EXERCISE DIRECTIONS = A verbatim copy of the line containing "Would you be willing to mark the clock hour" and all lines after it, up to and including the final line of the records, is the only acceptable output.

(Point-per-instance localization data)
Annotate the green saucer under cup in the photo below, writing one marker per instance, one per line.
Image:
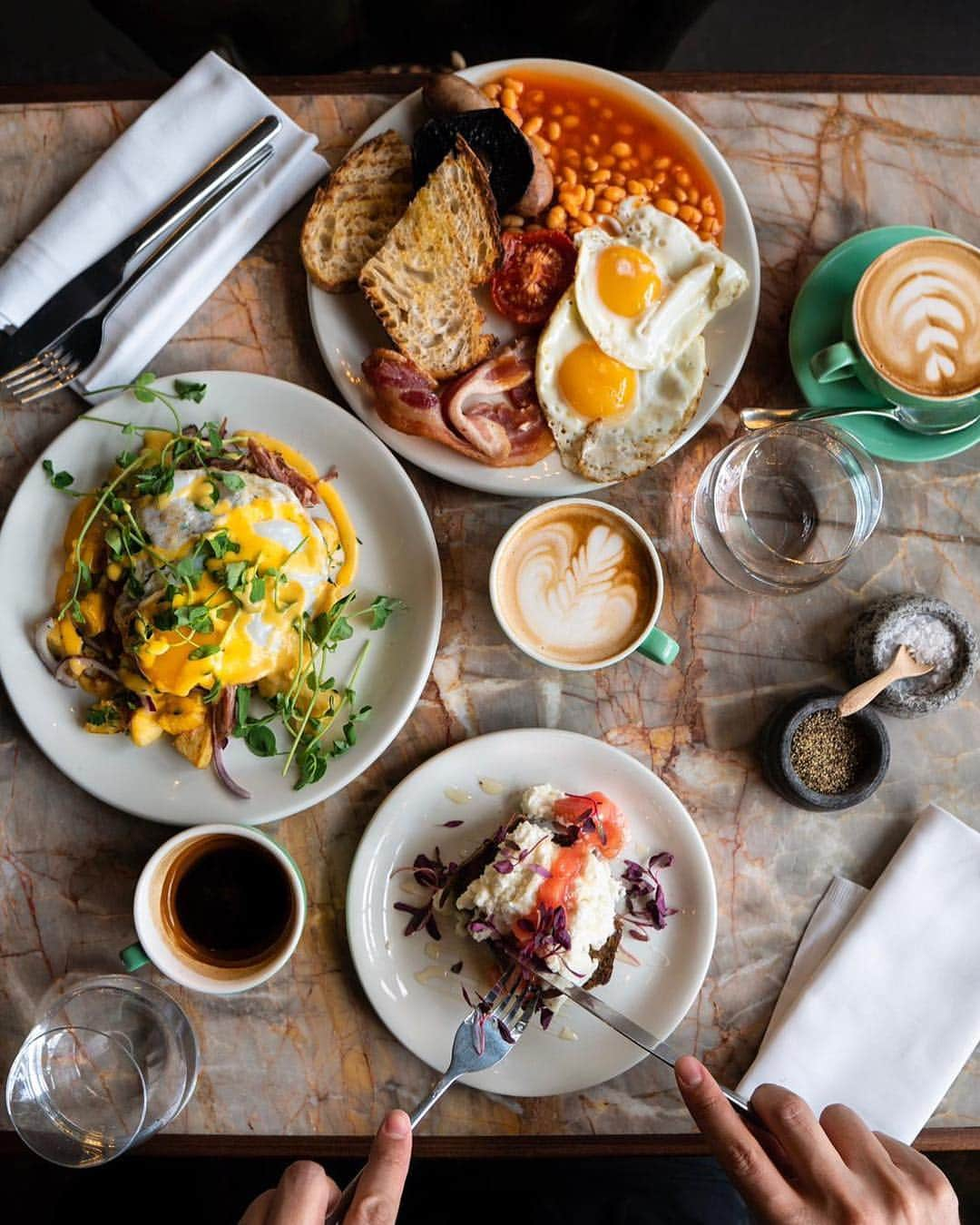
(816, 325)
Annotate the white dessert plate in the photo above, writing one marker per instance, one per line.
(408, 977)
(347, 328)
(398, 557)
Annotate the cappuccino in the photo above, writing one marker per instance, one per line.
(916, 316)
(576, 584)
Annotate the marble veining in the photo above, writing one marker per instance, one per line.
(305, 1054)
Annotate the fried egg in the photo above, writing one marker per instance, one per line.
(610, 420)
(646, 294)
(252, 560)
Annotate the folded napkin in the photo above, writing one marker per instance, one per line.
(203, 113)
(881, 1007)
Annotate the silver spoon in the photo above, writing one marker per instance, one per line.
(935, 419)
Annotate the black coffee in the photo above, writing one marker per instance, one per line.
(228, 902)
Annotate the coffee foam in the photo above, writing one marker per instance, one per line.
(576, 584)
(917, 318)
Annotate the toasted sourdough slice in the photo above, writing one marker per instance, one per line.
(473, 867)
(352, 216)
(420, 282)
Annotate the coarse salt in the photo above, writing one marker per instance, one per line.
(933, 642)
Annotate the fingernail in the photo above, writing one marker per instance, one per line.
(397, 1124)
(689, 1072)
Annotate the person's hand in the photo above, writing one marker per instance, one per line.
(305, 1194)
(825, 1172)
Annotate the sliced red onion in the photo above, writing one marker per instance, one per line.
(220, 769)
(41, 643)
(64, 674)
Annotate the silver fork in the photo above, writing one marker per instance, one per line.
(479, 1044)
(80, 346)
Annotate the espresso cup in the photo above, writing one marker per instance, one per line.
(217, 909)
(912, 328)
(577, 584)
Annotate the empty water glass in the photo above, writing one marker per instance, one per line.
(783, 510)
(111, 1063)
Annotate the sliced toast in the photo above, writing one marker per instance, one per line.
(420, 282)
(352, 216)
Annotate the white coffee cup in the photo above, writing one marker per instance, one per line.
(157, 945)
(639, 633)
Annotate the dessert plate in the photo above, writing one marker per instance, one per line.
(815, 324)
(398, 557)
(347, 329)
(478, 783)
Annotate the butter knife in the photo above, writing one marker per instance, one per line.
(94, 283)
(640, 1036)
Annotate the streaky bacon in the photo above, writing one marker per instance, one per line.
(269, 463)
(495, 407)
(490, 414)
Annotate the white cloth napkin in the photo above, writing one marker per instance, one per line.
(203, 113)
(881, 1007)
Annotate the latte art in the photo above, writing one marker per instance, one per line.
(576, 584)
(917, 318)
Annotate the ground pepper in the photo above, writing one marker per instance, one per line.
(827, 752)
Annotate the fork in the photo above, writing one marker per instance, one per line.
(80, 346)
(479, 1044)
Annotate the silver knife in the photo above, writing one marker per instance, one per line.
(640, 1036)
(94, 283)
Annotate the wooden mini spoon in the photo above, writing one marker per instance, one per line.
(904, 664)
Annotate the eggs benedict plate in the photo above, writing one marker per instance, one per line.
(266, 608)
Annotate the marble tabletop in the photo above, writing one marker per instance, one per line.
(305, 1055)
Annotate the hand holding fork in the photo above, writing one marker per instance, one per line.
(483, 1039)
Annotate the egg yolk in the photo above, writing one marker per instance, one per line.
(251, 634)
(627, 279)
(595, 385)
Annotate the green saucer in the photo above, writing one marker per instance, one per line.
(816, 322)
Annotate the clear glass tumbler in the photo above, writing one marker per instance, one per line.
(783, 510)
(109, 1063)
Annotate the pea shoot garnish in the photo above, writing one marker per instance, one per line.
(177, 612)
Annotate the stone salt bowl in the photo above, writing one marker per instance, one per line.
(868, 653)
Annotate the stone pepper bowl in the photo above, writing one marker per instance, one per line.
(867, 655)
(777, 766)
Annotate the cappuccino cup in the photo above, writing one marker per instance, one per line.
(217, 909)
(912, 329)
(577, 584)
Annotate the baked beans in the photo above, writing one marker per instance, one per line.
(603, 149)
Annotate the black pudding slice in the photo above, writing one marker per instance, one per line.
(497, 142)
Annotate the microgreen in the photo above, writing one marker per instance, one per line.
(59, 479)
(186, 389)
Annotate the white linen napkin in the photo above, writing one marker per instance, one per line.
(881, 1007)
(205, 112)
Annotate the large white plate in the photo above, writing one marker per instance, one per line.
(423, 1014)
(398, 557)
(347, 328)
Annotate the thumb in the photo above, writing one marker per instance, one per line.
(380, 1187)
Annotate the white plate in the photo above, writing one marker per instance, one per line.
(347, 328)
(398, 557)
(424, 1014)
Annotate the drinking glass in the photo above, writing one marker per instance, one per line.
(109, 1063)
(783, 510)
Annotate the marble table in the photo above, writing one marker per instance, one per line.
(303, 1063)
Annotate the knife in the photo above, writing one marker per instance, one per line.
(94, 283)
(640, 1036)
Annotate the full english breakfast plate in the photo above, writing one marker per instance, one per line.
(533, 279)
(213, 623)
(577, 849)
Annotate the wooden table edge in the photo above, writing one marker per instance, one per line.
(397, 83)
(335, 1148)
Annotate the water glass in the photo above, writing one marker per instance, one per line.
(109, 1063)
(783, 510)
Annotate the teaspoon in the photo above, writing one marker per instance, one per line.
(919, 420)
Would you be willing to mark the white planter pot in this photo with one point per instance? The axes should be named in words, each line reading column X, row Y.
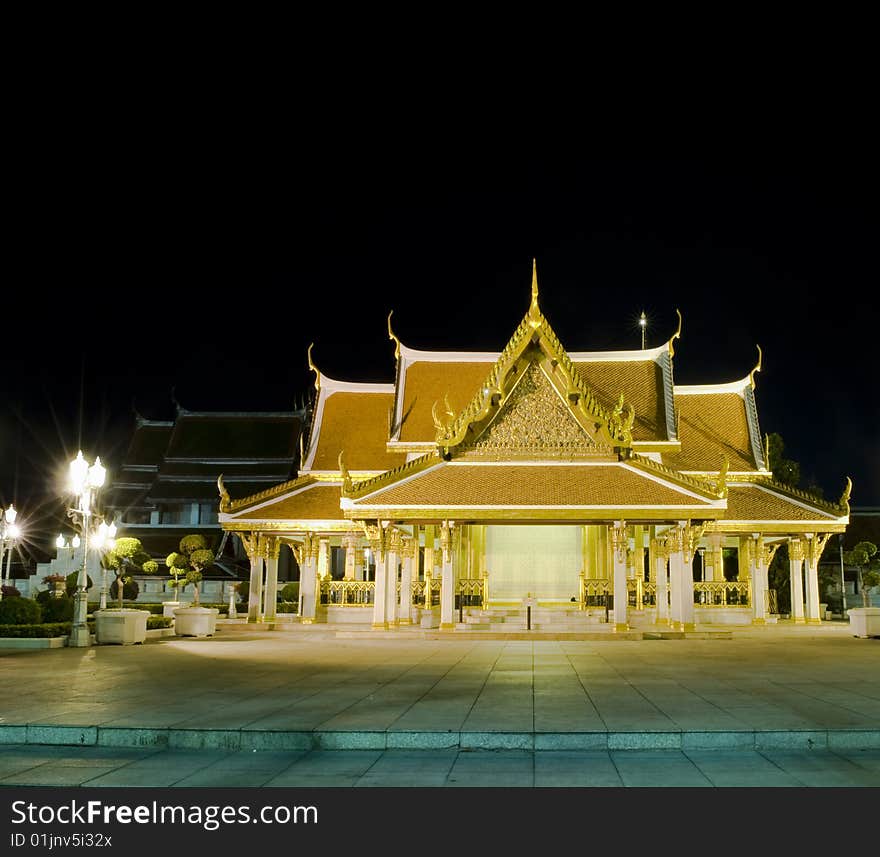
column 195, row 621
column 124, row 627
column 169, row 607
column 864, row 621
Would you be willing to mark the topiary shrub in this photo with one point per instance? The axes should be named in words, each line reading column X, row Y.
column 127, row 555
column 19, row 611
column 44, row 629
column 72, row 582
column 290, row 591
column 55, row 609
column 130, row 589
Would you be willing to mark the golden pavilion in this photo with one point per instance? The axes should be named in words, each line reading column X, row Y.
column 569, row 490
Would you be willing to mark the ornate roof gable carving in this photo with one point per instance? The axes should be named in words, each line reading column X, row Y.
column 534, row 345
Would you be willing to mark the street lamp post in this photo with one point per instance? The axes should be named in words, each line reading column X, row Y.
column 85, row 482
column 9, row 532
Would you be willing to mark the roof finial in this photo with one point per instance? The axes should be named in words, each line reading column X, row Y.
column 224, row 494
column 534, row 310
column 676, row 335
column 844, row 498
column 346, row 476
column 756, row 369
column 314, row 368
column 393, row 338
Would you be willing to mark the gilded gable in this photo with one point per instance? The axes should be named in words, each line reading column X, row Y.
column 534, row 420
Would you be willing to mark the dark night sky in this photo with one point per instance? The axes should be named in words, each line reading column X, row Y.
column 211, row 276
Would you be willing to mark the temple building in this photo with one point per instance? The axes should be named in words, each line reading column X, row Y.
column 586, row 487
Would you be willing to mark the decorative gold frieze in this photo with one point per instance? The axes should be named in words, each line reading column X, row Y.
column 619, row 541
column 410, row 548
column 674, row 540
column 691, row 535
column 446, row 539
column 659, row 549
column 535, row 420
column 395, row 542
column 768, row 551
column 376, row 536
column 815, row 546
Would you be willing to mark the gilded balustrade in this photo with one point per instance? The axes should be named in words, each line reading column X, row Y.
column 594, row 591
column 348, row 593
column 722, row 593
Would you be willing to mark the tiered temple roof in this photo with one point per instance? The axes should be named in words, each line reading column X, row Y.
column 458, row 435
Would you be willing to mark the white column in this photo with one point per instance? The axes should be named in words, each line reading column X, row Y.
column 757, row 572
column 429, row 552
column 676, row 563
column 447, row 584
column 410, row 547
column 815, row 546
column 392, row 563
column 617, row 535
column 273, row 548
column 660, row 558
column 308, row 584
column 351, row 552
column 715, row 557
column 377, row 543
column 255, row 591
column 690, row 537
column 795, row 570
column 324, row 559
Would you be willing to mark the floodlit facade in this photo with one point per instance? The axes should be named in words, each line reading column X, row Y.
column 586, row 486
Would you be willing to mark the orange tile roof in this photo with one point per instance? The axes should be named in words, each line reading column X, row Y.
column 751, row 503
column 319, row 502
column 427, row 382
column 640, row 381
column 357, row 423
column 711, row 425
column 529, row 485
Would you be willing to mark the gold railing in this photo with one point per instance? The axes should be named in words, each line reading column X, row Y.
column 426, row 592
column 722, row 593
column 640, row 593
column 348, row 593
column 472, row 591
column 594, row 592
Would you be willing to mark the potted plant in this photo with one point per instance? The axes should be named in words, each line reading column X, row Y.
column 865, row 621
column 57, row 584
column 178, row 565
column 195, row 620
column 118, row 624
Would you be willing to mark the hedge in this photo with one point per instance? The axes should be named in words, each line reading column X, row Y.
column 20, row 611
column 47, row 629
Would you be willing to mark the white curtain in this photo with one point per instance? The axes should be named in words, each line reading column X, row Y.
column 543, row 560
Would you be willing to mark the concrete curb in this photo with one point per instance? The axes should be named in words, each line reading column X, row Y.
column 245, row 739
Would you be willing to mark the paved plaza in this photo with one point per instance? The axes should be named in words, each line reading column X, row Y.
column 783, row 705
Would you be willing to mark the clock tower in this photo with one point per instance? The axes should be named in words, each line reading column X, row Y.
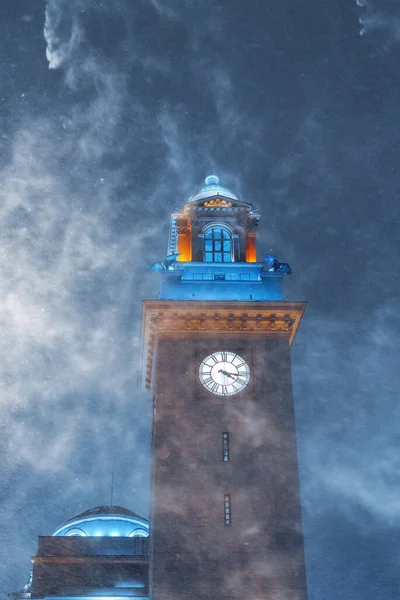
column 225, row 504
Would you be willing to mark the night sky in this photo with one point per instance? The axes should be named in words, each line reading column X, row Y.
column 112, row 113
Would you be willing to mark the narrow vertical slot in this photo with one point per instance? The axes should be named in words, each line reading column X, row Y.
column 225, row 446
column 227, row 509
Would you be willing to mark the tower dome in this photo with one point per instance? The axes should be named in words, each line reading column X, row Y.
column 105, row 521
column 211, row 189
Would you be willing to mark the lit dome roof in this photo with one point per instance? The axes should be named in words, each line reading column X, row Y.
column 101, row 521
column 212, row 189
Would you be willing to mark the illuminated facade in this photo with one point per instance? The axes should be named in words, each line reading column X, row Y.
column 102, row 553
column 225, row 504
column 225, row 501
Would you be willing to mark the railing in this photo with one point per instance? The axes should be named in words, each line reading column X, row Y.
column 93, row 546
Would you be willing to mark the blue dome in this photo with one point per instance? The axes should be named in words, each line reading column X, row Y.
column 105, row 521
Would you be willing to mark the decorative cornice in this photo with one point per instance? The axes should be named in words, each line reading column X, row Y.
column 196, row 318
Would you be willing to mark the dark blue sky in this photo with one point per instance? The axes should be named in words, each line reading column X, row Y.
column 296, row 112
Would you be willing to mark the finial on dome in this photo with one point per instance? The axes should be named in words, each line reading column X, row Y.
column 212, row 180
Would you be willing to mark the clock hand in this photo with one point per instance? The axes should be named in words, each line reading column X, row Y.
column 231, row 375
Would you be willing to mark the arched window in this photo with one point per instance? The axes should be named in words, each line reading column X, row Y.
column 218, row 245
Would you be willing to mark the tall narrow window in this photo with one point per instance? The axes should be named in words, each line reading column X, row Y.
column 225, row 446
column 227, row 509
column 217, row 245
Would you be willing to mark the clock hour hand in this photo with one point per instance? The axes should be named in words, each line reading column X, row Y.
column 231, row 375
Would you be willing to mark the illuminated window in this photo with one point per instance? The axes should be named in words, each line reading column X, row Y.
column 227, row 509
column 217, row 245
column 76, row 532
column 138, row 533
column 225, row 446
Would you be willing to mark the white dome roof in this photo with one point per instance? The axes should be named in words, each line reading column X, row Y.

TASK RESULT =
Would you be willing to mark the clock hour hand in this photo with one point per instance? The axes should be named in words, each line reading column X, row Y.
column 231, row 375
Would you be willing to mark the illuminated window in this photo with one point per instance? The axes should be named in words, each line reading column X, row Y.
column 227, row 509
column 217, row 245
column 76, row 532
column 138, row 533
column 225, row 446
Would you be willing to mark the white dome roof in this photo with one point per instance? The axes should be named in words, each line reading column X, row Y.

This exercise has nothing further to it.